Aim of the exercise ▸ Please print the whole listing below exactly as it stands.

------------------------

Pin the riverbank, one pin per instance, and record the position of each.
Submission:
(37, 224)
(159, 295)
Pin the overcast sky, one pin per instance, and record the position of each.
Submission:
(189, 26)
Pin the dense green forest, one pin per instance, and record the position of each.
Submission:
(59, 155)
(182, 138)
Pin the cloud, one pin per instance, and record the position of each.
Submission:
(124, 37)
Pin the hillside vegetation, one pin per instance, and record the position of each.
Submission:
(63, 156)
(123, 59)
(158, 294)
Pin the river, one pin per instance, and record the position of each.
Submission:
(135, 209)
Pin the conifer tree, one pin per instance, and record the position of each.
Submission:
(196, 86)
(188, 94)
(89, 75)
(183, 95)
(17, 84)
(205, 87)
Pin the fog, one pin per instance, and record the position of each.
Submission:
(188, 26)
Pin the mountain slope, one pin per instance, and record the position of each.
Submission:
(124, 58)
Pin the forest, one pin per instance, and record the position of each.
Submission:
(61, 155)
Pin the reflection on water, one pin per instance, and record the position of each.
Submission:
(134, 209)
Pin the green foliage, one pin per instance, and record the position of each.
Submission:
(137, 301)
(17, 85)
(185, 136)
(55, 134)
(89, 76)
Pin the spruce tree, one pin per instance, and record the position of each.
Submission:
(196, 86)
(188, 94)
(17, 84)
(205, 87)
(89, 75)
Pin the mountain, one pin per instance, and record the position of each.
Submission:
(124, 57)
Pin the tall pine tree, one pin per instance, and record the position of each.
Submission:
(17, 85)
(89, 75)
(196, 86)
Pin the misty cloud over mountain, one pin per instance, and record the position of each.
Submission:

------------------------

Exercise response ▸
Pin the riverbank, one pin per instance, and record the position of each.
Submission:
(37, 224)
(159, 295)
Pin the overcast sky, one pin per instance, and record the position of each.
Submission:
(189, 26)
Pin the dense green forest, one pin per instance, and record the position of each.
Submission:
(59, 155)
(182, 138)
Pin the cloud, one pin per instance, and record the position of each.
Submission:
(124, 37)
Pin the hillside vegetation, one pin per instance, and record the position of each.
Submission:
(63, 156)
(123, 59)
(158, 294)
Pin the river, one pin per instance, and record the position of each.
Submission:
(135, 209)
Pin the conifer tree, one pin per instance, and record the position of each.
Submission:
(196, 86)
(188, 94)
(89, 75)
(183, 95)
(17, 84)
(205, 87)
Pin the fog, one pin per instance, and record the position of each.
Submission:
(188, 26)
Pin the mountain slope, one pin per instance, and record the position of each.
Submission:
(124, 58)
Pin the forest, one pin per instance, and record the position of each.
Submission:
(61, 155)
Pin the reflection on water, one pin per instance, and record the position of each.
Submission:
(134, 209)
Pin the green foliage, one pin per instance, and record the position of each.
Submission:
(137, 301)
(17, 85)
(185, 136)
(55, 134)
(89, 76)
Pin the spruce tree, one pin per instance, and record the position of each.
Submission:
(196, 86)
(188, 94)
(17, 84)
(205, 87)
(89, 75)
Pin the mountain, one pin per instance, and record the position of each.
Submission:
(124, 57)
Pin the tall pine tree, one pin per instance, and record the position of each.
Submission:
(17, 85)
(89, 75)
(196, 86)
Pin the misty cloud over mountain, one pin per instance, and record the position of each.
Submission:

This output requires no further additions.